Study text —
Segment Open

Experimental design approach for quantitative expressions of simultaneous quantification of two binary formulations containing remogliflozin and gliptins by RP-HPLC

Abstract

The aim of this study was to develop a fast RP-HPLC method for simultaneous measurement of two antidiabetic formulations (vildagliptin + remogliflozin and teneligliptin + remogliflozin) under identical experimental conditions. Using the Box–Behnken approach and response surface design, the interaction and quadratic influence of three variable parameters, acetonitrile %, pH of the mobile phase, and flow rate, on resolution between the peaks were optimized. To forecast the resolution of peaks (2.7 and 6.5) for the three anti-diabetic medications, the design space with desirability function was used to find the optimal chromatographic conditions. Isocratic elution with 58:42 acetonitrile and phosphate buffer (20 mM KH2PO4, pH adjusted to 4.9 with orthophosphoric acid) over a Zorabx C18 HPLC column with a flow rate of 1.2 mL min−1 separated all three analytes in 2.5 min. In addition, the optimized HPLC process was validated using ICH recommendations. The devised HPLC method’s precision and accuracy were proven by the low percent relative standard deviation (0.60–1.65%), good percentage recovery (98.18–101.50%), and low percentage relative errors (0.20–1.82%). The method’s robustness was also proven by slightly varying the five separate parameters. Finally, the accuracy of the proposed HPLC approach was confirmed using a standard addition method for simultaneous determination of vildagliptin + remogliflozin and teneligliptin + remogliflozin from formulations. Furthermore, the findings demonstrated that experimental design can be successfully used to optimize chromatographic conditions with fewer runs. The devised HPLC method for simultaneous quantification of two binary combinations utilizing the same chromatographic conditions is fast, accurate, precise, and easy, and it might be utilized in laboratories for routine quality control investigations on both formulations.

Segment Closed

Questions —
A) In the HPLC abstract, what flow rate was used for the isocratic elution?
B) Summarize the HPLC abstract in two sentences.
The items after this point have no connection to the HPLC abstract.

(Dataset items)
Segment Open

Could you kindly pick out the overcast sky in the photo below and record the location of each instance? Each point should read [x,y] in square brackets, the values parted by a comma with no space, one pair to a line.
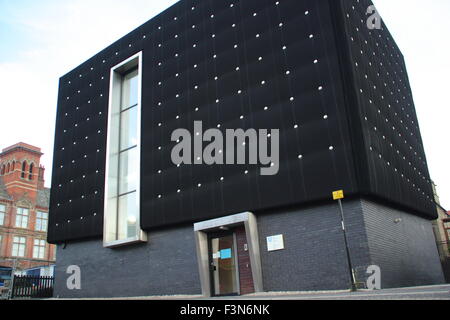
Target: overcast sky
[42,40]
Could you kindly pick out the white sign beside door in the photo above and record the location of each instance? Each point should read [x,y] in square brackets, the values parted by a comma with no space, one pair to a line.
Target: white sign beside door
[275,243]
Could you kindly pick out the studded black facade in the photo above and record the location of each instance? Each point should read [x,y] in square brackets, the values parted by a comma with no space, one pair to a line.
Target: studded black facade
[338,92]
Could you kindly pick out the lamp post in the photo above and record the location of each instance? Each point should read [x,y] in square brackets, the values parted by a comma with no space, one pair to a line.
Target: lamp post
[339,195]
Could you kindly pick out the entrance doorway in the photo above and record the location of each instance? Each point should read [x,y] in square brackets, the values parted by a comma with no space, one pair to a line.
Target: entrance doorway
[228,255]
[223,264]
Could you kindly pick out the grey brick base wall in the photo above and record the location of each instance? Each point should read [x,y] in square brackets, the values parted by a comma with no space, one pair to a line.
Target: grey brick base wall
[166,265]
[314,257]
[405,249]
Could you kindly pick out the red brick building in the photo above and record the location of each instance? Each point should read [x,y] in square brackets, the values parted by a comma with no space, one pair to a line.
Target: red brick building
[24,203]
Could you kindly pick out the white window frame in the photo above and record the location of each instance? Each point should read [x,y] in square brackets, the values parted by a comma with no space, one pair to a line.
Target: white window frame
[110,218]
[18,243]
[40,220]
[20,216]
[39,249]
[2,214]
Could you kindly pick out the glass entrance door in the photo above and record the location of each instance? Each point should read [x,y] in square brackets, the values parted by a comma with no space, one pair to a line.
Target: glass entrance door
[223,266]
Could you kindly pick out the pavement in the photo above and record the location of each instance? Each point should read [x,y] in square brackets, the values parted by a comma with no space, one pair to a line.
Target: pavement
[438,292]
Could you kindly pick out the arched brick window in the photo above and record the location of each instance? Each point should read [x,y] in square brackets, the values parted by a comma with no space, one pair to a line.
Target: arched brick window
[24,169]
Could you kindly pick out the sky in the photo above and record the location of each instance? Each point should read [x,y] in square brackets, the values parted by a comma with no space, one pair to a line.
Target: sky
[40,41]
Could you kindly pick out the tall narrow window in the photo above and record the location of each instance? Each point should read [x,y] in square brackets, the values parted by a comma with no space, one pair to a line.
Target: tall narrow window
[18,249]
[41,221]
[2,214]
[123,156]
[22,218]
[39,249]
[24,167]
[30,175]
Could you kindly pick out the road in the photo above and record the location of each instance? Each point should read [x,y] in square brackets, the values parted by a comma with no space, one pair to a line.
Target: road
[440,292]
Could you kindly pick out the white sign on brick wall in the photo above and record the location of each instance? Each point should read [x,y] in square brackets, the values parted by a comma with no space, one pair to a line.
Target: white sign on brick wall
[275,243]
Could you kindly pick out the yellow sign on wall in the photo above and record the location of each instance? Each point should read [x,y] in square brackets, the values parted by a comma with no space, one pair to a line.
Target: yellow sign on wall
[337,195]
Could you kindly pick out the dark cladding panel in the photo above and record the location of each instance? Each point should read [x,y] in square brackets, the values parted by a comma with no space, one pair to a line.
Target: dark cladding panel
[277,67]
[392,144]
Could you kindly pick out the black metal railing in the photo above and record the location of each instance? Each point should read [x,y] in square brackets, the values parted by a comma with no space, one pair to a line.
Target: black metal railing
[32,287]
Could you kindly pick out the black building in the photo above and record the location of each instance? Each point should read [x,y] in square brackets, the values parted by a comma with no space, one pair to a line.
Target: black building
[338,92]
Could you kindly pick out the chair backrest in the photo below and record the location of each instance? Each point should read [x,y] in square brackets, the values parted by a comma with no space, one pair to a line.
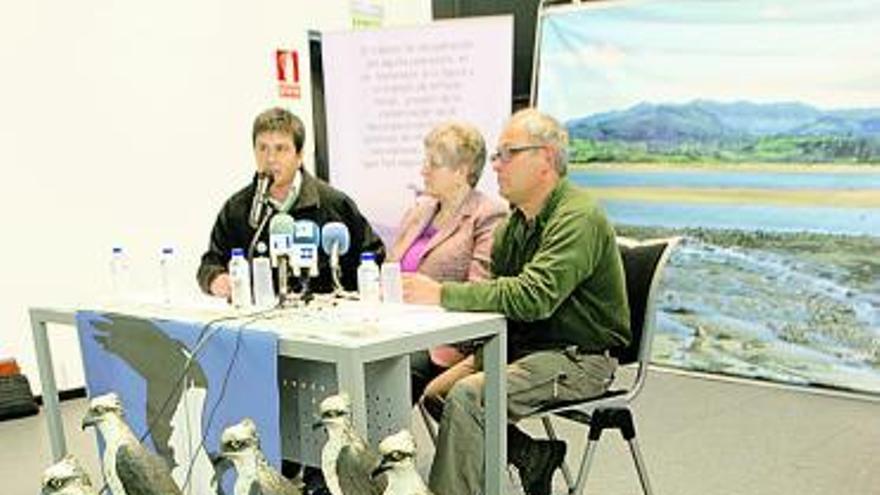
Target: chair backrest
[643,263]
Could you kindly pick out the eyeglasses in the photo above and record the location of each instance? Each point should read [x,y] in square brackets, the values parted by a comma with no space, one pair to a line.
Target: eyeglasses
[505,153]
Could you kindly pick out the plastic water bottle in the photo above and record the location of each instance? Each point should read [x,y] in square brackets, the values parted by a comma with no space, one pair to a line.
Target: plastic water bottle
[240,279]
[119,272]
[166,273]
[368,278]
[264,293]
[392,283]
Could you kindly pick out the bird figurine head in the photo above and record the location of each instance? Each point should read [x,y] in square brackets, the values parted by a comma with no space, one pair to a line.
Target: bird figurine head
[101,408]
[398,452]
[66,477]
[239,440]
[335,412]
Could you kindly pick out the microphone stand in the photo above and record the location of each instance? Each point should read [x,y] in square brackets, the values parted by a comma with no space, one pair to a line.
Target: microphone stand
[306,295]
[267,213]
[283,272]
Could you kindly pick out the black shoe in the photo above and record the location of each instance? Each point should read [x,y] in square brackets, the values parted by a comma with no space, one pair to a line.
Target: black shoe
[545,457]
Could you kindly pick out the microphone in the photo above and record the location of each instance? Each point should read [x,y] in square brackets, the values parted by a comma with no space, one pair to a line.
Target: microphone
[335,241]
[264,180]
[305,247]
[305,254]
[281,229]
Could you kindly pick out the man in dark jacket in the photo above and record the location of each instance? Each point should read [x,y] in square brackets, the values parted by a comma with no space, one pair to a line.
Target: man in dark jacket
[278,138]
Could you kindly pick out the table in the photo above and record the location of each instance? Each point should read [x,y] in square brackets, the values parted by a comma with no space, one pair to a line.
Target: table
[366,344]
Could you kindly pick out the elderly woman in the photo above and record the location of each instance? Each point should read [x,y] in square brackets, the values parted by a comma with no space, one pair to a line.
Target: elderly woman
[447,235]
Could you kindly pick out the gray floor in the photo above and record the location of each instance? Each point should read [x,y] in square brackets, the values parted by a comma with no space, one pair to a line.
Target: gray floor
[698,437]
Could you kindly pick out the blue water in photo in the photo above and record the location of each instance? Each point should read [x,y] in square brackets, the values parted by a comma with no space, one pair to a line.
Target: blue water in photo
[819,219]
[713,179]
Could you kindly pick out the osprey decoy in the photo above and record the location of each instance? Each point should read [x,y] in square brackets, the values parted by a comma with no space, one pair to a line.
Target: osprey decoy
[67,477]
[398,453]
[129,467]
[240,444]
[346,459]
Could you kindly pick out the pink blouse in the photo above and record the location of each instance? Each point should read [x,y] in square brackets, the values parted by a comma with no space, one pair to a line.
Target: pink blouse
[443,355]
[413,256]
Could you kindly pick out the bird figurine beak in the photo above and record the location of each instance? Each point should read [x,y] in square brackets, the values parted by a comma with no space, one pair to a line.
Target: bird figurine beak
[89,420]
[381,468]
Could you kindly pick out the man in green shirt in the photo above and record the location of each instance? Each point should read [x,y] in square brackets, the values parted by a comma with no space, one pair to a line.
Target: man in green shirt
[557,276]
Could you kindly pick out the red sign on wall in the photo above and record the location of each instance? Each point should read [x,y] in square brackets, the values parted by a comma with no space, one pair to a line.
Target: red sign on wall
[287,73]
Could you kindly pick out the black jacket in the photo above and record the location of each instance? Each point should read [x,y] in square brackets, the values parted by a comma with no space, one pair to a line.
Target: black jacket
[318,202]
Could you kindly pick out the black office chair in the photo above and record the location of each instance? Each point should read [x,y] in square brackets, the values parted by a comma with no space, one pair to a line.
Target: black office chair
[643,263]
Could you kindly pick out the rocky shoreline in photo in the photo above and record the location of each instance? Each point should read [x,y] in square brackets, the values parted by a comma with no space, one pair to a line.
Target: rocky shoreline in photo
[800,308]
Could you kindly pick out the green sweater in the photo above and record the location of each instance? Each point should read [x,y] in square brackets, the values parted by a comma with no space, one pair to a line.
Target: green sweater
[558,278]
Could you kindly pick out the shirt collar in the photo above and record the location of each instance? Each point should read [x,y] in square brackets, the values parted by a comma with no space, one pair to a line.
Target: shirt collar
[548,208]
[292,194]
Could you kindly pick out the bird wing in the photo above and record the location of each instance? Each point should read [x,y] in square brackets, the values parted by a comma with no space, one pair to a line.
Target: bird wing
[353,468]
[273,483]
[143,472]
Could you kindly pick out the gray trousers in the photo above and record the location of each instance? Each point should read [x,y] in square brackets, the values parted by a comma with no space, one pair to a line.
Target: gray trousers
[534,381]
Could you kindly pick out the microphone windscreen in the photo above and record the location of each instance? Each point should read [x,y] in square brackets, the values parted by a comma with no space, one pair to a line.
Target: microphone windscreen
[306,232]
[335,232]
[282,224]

Segment Closed
Segment Open

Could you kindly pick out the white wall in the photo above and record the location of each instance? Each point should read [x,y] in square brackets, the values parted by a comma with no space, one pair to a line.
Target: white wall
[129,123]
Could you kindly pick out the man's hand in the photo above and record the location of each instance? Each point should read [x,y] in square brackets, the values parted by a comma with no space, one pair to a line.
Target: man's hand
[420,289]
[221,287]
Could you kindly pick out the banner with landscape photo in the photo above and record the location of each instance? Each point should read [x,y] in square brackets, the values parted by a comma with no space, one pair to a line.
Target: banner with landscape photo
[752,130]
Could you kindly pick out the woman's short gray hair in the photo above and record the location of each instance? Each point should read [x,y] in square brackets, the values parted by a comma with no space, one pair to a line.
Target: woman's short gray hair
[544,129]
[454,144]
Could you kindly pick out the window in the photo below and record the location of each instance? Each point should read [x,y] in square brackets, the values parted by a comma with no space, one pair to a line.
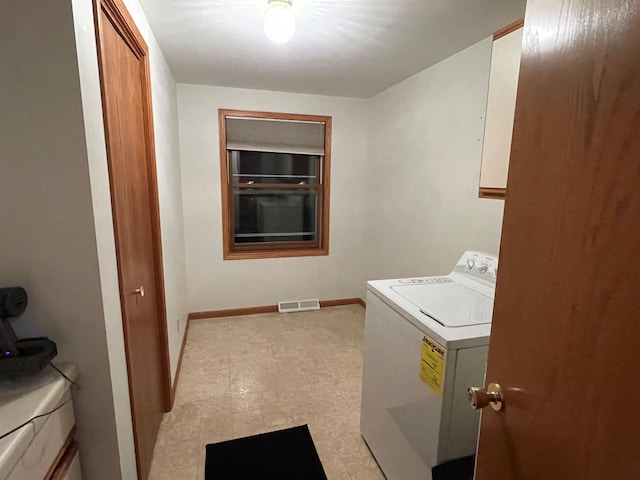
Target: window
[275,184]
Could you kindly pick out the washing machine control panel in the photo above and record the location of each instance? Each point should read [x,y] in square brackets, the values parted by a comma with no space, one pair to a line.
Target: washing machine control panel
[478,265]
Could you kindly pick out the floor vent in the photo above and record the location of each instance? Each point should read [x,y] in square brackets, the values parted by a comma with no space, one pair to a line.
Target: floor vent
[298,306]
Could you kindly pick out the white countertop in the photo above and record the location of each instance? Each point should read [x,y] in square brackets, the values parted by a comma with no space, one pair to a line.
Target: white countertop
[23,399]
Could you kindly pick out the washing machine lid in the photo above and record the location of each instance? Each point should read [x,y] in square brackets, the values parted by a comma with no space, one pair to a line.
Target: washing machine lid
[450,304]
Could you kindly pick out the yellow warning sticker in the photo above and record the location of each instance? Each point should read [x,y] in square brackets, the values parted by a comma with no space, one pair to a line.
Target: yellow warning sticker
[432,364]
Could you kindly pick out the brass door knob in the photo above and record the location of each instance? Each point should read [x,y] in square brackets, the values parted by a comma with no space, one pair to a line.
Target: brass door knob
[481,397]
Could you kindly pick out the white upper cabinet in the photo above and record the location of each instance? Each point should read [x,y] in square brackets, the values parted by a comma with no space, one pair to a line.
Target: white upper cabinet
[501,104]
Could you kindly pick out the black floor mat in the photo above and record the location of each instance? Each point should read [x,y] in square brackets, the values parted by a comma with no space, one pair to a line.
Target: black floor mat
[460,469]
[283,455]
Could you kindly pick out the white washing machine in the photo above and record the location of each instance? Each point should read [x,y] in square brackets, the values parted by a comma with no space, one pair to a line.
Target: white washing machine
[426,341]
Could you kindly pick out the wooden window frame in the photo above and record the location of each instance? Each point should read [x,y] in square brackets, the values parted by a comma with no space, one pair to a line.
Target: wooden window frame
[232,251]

Segment Closed
Segment Open

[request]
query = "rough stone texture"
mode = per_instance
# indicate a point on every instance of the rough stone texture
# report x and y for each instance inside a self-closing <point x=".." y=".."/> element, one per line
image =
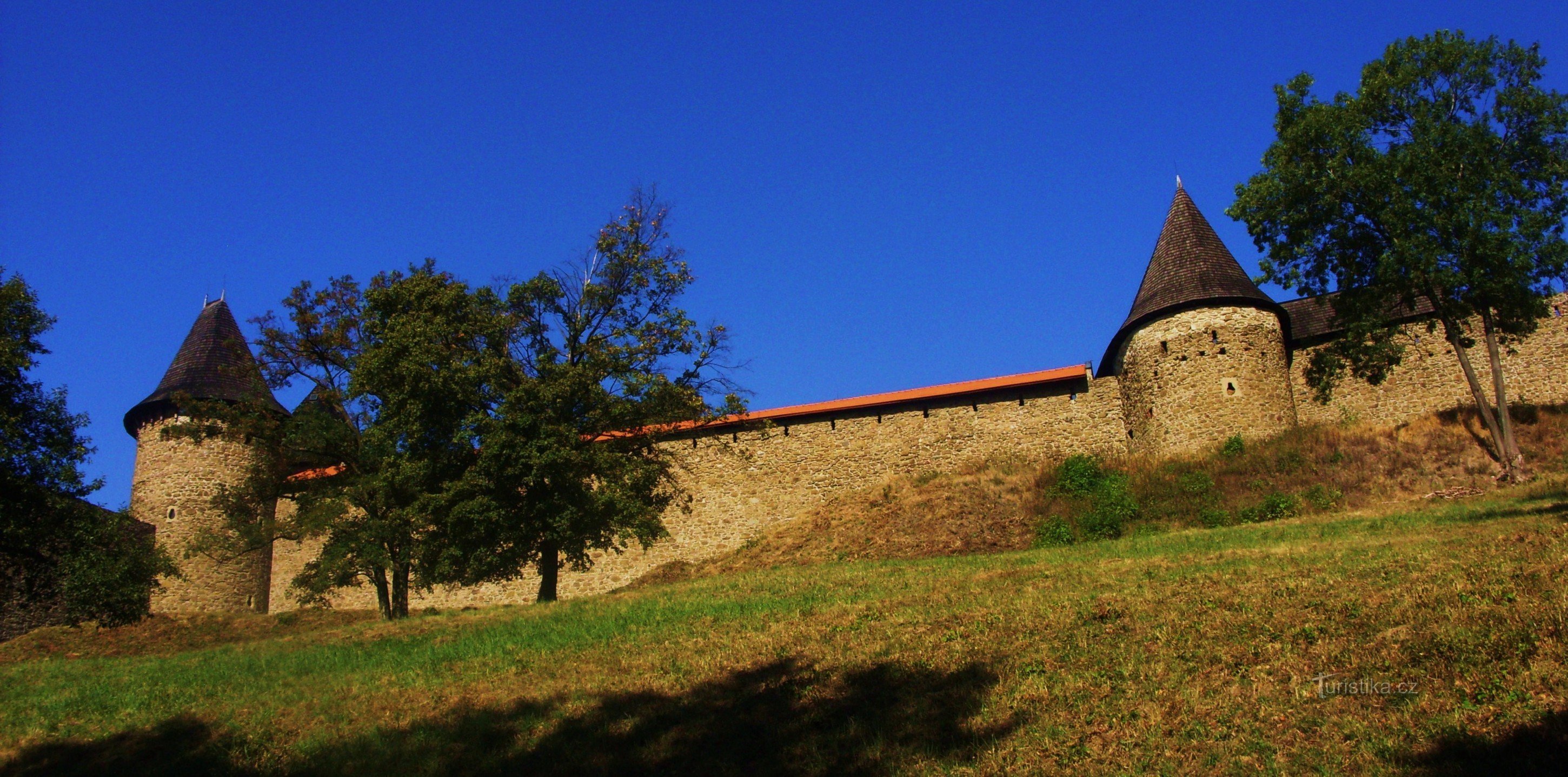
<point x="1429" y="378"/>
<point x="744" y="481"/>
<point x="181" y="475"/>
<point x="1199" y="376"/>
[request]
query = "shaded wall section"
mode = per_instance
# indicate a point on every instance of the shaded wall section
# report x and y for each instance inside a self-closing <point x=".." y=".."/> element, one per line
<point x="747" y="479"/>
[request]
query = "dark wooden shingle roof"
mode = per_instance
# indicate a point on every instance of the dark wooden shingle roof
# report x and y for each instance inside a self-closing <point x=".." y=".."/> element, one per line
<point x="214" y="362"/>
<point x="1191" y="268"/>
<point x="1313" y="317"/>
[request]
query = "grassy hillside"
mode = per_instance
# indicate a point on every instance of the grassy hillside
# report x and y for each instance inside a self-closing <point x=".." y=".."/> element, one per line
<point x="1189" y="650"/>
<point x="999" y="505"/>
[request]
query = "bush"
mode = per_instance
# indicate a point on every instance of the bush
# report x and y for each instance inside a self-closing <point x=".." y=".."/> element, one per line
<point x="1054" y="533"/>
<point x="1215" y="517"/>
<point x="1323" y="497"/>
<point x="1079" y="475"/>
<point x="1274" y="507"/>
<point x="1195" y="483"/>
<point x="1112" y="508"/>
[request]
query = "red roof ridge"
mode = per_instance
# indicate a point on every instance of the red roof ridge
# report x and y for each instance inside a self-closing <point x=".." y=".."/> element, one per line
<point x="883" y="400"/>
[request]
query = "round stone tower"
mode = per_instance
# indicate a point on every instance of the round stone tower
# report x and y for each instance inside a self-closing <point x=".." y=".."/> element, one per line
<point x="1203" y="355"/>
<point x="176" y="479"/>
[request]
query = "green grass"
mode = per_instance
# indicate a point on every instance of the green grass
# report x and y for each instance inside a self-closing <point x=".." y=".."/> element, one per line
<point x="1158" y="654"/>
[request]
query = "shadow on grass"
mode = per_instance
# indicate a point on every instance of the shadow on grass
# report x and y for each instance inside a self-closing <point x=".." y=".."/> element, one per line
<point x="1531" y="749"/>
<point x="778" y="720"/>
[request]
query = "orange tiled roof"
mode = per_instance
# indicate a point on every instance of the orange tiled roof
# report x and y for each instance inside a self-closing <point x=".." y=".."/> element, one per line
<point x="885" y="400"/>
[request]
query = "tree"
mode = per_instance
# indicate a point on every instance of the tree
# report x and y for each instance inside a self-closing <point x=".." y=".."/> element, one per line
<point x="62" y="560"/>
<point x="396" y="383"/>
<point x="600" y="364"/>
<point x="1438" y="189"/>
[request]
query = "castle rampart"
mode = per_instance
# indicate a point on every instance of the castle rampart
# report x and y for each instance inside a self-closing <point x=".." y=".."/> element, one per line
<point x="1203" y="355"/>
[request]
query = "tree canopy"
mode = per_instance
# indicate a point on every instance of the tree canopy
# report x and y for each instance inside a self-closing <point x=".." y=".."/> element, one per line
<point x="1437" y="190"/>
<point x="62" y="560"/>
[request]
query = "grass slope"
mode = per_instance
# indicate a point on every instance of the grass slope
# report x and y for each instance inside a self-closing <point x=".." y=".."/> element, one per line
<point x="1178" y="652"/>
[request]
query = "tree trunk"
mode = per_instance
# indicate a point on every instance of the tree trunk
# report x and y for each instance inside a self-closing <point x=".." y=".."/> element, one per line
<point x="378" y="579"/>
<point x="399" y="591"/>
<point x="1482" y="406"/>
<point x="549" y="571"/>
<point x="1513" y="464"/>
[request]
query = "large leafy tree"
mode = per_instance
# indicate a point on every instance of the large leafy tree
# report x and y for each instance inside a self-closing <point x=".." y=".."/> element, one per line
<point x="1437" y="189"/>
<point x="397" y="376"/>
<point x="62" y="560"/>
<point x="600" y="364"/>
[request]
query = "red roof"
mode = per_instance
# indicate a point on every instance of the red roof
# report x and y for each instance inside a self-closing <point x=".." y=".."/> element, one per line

Segment Closed

Answers to the exercise —
A) 1.2 mL min−1

B) The study used a Box–Behnken response surface design to optimize a fast RP-HPLC method that separates vildagliptin, teneligliptin, and remogliflozin in 2.5 min under identical conditions. Validated using ICH recommendations, the method proved precise, accurate, and robust and could be used for routine quality control of both binary formulations.